-- THE REQUEST --
Copy out the records below word for word, from the line containing "Locate the thin" down to the line containing "[83,43,229,194]", with both of those lines included.

(A run of records)
────────────────────────────────────────

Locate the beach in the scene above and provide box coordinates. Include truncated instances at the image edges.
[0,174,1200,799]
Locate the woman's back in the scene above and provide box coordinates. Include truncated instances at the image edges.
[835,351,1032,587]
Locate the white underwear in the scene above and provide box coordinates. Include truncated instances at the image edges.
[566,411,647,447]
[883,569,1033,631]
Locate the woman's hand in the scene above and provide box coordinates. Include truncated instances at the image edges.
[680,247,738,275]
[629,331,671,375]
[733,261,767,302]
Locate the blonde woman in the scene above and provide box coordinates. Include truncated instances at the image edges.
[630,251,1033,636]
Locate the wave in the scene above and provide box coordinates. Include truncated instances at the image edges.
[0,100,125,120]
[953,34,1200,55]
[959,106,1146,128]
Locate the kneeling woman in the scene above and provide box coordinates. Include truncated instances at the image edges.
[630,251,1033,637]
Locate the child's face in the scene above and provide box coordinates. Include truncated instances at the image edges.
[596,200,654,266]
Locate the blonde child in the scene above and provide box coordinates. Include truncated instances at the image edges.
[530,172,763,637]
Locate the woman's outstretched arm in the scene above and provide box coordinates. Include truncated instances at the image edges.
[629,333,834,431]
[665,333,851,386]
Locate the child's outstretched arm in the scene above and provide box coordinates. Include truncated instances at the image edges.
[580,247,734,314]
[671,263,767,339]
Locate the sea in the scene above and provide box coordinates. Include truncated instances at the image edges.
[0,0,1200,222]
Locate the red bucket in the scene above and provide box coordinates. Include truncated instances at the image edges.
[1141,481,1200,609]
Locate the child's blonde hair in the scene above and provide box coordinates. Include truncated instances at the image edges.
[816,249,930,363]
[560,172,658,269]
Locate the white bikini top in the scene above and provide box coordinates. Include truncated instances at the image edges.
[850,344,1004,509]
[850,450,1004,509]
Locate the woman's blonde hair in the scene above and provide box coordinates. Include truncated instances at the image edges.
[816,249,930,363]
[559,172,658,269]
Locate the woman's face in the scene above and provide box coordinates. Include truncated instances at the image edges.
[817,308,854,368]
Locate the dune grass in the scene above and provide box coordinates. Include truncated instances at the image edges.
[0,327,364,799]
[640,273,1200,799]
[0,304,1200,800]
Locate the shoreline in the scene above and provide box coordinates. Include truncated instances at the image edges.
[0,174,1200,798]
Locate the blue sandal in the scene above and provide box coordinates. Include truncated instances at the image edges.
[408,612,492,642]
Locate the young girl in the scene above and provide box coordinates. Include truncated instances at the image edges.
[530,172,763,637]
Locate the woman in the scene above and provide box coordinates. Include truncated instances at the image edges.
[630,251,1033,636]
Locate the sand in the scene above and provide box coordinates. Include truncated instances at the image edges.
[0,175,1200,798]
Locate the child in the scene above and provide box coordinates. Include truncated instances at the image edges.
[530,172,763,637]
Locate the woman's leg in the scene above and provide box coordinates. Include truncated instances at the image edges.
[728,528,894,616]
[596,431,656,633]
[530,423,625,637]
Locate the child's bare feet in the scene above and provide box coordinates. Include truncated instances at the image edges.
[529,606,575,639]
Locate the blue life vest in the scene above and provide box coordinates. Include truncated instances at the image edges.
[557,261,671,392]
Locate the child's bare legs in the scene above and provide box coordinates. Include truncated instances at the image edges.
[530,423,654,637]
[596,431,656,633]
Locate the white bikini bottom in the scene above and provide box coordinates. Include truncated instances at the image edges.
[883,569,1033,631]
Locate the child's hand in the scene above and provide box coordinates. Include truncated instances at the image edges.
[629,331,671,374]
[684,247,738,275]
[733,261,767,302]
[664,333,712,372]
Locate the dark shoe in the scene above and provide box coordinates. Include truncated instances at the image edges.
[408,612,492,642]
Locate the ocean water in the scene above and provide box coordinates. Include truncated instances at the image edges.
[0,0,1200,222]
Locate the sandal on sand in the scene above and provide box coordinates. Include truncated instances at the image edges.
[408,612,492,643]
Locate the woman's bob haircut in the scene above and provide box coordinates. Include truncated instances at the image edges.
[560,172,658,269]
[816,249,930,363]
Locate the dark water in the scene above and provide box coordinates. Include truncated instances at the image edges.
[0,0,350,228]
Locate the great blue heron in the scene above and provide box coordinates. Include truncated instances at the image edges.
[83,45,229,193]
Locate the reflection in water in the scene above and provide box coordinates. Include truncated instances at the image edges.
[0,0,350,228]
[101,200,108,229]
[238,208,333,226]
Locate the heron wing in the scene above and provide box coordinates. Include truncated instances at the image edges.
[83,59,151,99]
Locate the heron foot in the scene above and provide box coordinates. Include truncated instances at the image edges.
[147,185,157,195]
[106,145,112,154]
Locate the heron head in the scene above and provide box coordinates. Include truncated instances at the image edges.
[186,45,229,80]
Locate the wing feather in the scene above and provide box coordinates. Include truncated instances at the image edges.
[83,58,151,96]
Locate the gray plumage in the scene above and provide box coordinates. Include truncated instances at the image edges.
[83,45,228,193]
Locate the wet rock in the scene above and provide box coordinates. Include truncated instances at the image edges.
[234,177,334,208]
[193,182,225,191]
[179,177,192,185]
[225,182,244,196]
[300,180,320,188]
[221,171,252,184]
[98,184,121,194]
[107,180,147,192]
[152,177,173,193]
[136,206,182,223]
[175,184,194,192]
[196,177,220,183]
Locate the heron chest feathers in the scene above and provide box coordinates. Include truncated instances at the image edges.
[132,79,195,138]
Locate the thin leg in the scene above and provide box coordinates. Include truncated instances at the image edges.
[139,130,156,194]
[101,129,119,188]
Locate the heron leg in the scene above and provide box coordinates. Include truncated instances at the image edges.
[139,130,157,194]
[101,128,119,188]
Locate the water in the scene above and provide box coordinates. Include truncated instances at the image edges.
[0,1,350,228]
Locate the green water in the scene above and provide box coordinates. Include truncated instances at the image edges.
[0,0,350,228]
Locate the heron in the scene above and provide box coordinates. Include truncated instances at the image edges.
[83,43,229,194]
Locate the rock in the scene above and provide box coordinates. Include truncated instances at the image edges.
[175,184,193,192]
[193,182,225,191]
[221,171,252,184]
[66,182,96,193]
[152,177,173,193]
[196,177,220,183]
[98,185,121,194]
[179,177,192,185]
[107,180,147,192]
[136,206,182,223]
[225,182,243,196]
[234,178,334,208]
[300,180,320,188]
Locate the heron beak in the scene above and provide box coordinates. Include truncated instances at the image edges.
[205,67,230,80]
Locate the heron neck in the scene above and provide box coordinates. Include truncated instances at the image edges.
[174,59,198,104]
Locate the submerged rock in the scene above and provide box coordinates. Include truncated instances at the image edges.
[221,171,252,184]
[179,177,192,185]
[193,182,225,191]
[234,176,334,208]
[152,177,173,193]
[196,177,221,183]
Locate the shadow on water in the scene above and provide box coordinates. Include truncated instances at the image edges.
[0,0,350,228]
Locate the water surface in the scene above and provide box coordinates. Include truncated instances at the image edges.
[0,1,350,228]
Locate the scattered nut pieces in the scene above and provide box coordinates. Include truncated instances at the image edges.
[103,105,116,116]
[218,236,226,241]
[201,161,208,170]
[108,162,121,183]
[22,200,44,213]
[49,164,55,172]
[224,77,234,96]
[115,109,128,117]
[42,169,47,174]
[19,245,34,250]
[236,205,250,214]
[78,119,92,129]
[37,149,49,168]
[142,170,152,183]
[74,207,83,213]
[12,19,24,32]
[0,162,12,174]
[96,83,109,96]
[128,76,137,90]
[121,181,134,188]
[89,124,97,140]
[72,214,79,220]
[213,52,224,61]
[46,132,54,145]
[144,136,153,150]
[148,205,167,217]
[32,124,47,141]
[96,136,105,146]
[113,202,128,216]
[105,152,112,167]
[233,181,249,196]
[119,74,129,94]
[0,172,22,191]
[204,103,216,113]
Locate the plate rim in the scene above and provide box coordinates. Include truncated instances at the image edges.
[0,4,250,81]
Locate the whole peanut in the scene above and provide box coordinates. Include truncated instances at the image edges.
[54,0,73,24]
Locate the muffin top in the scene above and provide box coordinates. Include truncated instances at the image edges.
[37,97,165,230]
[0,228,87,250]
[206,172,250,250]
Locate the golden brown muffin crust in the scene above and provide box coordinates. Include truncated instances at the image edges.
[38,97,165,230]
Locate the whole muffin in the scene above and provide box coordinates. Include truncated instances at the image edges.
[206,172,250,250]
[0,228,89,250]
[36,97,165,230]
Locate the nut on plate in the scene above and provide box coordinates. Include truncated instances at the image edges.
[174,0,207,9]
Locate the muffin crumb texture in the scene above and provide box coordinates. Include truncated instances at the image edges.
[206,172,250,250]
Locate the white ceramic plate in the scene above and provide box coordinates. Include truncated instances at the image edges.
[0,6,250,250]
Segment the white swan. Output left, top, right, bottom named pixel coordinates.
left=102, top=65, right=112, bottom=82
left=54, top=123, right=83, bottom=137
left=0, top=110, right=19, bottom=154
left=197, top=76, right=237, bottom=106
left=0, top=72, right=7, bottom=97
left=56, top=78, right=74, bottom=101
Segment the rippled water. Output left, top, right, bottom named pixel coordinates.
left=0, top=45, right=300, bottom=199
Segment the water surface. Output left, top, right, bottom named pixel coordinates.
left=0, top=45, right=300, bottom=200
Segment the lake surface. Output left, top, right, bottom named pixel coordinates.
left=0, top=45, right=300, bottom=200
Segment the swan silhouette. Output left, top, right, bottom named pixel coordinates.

────────────────────────────────────────

-- COMPLETED TASK --
Locate the thin leg in the scene above and provide box coordinates. Include truncated instances at the image edges.
[139,130,156,194]
[101,129,119,188]
Locate the heron leg in the scene above and provide box coordinates. Include truncated instances at the image edges.
[139,130,157,194]
[101,128,119,188]
Locate the water in the scene above and provide box coordinates. Include truncated instances at the image edges.
[0,1,350,228]
Locate the green water in the scene above and provide box coordinates. Include truncated instances at the image edges.
[0,0,350,228]
Locate the heron in the scene above and provide box coordinates. Include truncated instances at the image edges.
[83,43,229,194]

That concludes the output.